◆ **Exercise brief**
Nothing but the lines from the first line of the records through the line with "box: [550, 392, 645, 456]" should be output, exactly as written and free of pictures.

◆ **Information shown**
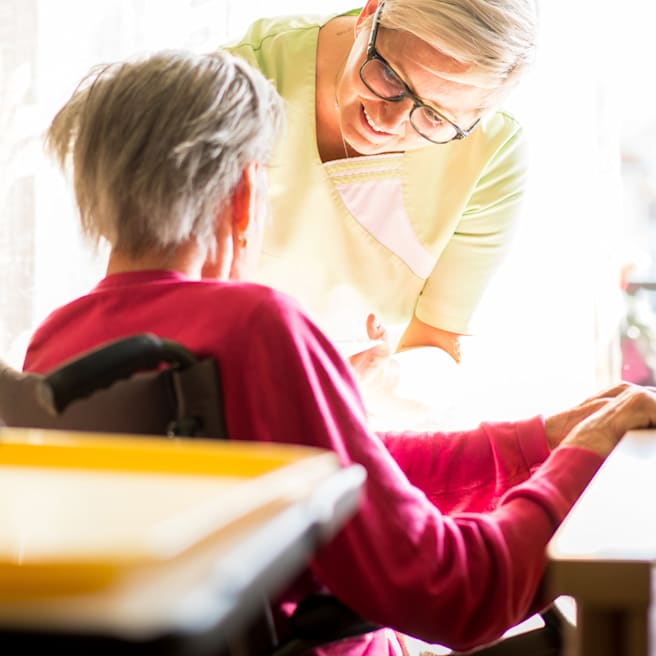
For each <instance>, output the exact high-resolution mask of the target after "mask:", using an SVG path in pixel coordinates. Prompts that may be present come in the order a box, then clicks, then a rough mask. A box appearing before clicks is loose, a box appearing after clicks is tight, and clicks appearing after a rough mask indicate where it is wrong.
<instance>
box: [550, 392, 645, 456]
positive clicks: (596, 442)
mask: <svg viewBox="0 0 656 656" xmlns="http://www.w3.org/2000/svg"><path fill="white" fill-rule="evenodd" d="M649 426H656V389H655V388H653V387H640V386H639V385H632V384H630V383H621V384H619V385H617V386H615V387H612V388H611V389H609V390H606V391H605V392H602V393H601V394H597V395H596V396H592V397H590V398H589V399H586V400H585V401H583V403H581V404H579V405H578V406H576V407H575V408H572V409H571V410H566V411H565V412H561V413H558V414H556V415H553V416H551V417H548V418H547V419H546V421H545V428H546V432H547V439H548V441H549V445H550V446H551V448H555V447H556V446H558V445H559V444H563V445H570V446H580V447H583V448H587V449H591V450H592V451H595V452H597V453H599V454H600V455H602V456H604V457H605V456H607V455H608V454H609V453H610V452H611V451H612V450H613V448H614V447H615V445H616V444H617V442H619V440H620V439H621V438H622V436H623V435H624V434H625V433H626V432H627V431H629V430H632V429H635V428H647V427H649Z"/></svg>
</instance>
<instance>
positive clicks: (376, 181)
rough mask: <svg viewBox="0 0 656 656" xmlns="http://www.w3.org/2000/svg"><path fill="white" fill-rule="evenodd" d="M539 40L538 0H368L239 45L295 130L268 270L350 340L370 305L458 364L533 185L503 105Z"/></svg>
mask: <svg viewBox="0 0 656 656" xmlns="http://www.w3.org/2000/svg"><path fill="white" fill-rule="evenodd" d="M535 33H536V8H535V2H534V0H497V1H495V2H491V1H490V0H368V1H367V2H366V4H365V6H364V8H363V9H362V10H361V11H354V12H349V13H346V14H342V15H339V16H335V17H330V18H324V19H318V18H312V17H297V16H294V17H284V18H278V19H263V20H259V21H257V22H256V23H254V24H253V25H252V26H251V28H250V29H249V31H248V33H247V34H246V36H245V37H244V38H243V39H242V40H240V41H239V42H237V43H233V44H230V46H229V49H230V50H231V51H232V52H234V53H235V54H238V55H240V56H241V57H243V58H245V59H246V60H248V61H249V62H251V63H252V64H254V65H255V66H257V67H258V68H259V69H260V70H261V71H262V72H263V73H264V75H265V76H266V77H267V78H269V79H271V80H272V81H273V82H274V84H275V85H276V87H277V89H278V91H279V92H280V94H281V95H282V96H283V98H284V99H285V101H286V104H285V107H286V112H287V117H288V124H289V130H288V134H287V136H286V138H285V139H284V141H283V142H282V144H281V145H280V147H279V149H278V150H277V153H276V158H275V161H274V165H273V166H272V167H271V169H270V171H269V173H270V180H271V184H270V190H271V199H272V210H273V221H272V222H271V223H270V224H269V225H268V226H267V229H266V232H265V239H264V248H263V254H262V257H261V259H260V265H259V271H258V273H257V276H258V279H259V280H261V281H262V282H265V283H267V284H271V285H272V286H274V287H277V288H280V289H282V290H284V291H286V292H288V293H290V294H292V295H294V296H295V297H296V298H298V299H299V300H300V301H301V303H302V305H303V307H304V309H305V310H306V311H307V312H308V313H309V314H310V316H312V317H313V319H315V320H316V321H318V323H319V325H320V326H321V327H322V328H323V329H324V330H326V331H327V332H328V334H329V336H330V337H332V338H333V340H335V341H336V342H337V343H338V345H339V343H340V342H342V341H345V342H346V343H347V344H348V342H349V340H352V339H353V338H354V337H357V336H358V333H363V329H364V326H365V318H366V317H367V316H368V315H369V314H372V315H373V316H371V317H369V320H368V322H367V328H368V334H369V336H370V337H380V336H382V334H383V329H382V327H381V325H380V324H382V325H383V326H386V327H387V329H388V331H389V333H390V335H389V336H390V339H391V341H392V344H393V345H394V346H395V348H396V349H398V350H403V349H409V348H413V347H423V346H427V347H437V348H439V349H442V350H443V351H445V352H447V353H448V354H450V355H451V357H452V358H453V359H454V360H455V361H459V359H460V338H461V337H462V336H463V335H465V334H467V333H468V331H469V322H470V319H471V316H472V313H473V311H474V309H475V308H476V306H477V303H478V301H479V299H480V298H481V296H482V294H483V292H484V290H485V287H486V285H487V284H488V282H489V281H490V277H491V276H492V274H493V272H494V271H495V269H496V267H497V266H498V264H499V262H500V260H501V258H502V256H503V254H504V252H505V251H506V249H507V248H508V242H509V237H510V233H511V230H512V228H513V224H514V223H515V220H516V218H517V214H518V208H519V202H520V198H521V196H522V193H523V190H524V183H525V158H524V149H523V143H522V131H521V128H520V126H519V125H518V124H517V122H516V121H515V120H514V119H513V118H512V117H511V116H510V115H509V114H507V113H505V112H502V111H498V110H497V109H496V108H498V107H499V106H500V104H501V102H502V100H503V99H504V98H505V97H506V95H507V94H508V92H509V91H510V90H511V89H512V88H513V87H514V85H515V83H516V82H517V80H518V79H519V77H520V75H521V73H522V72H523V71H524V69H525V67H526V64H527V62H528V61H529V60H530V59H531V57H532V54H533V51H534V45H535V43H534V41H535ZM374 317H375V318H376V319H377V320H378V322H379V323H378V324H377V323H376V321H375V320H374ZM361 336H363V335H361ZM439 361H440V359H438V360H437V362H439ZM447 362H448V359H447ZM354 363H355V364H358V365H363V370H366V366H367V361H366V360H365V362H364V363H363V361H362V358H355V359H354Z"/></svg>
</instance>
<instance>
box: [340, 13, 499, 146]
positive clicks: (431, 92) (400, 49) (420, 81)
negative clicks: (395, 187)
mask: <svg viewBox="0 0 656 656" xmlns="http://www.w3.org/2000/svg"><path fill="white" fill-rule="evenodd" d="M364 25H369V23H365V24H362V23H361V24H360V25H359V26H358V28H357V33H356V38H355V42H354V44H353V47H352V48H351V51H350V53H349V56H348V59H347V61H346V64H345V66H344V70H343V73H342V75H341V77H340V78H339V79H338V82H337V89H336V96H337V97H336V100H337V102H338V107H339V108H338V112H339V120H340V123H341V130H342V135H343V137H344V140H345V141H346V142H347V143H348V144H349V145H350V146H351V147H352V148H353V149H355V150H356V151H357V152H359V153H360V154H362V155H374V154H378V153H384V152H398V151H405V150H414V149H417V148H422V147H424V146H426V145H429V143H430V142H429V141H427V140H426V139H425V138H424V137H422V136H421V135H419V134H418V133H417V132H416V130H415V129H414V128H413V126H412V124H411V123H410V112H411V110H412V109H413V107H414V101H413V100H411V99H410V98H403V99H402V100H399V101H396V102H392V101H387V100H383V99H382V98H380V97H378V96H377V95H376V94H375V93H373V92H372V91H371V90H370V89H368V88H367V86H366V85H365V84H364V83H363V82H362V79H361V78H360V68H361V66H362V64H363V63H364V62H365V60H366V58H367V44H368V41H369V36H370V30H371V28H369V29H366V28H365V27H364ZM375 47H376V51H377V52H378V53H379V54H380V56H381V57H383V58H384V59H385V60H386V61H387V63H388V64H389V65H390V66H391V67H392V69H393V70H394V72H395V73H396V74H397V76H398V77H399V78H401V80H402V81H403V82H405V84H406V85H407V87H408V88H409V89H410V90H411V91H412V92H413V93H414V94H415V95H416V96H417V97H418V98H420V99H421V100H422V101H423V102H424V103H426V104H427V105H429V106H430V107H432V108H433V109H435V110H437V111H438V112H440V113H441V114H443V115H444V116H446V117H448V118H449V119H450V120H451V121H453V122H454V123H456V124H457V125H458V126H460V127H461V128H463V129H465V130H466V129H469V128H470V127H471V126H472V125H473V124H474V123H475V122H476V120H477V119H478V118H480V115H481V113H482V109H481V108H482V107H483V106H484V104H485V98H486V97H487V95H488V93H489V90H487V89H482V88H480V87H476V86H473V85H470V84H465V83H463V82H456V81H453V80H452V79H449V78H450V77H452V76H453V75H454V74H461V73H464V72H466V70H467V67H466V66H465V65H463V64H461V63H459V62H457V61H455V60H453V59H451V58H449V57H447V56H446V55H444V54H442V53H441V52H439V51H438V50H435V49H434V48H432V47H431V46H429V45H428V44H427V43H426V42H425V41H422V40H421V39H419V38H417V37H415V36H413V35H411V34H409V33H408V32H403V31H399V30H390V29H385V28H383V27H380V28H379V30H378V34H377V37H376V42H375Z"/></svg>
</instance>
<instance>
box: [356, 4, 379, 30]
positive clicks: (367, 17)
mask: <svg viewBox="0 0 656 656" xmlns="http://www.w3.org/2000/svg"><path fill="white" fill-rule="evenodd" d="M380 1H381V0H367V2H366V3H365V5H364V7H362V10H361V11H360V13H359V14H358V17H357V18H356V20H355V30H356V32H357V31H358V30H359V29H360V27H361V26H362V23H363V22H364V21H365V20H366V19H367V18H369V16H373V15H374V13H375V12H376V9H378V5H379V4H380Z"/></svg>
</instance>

◆ **Response**
For each <instance>, output the exact high-resolution mask of the target after "mask:", using an SVG path in pixel coordinates. Prompts that may be present come in the order a box, then clicks, then a rough mask. A box appearing before clicks is loose, a box appearing after clicks is tight, and clicks appearing after a rough mask indicate where it is wrong.
<instance>
box: [550, 392, 645, 456]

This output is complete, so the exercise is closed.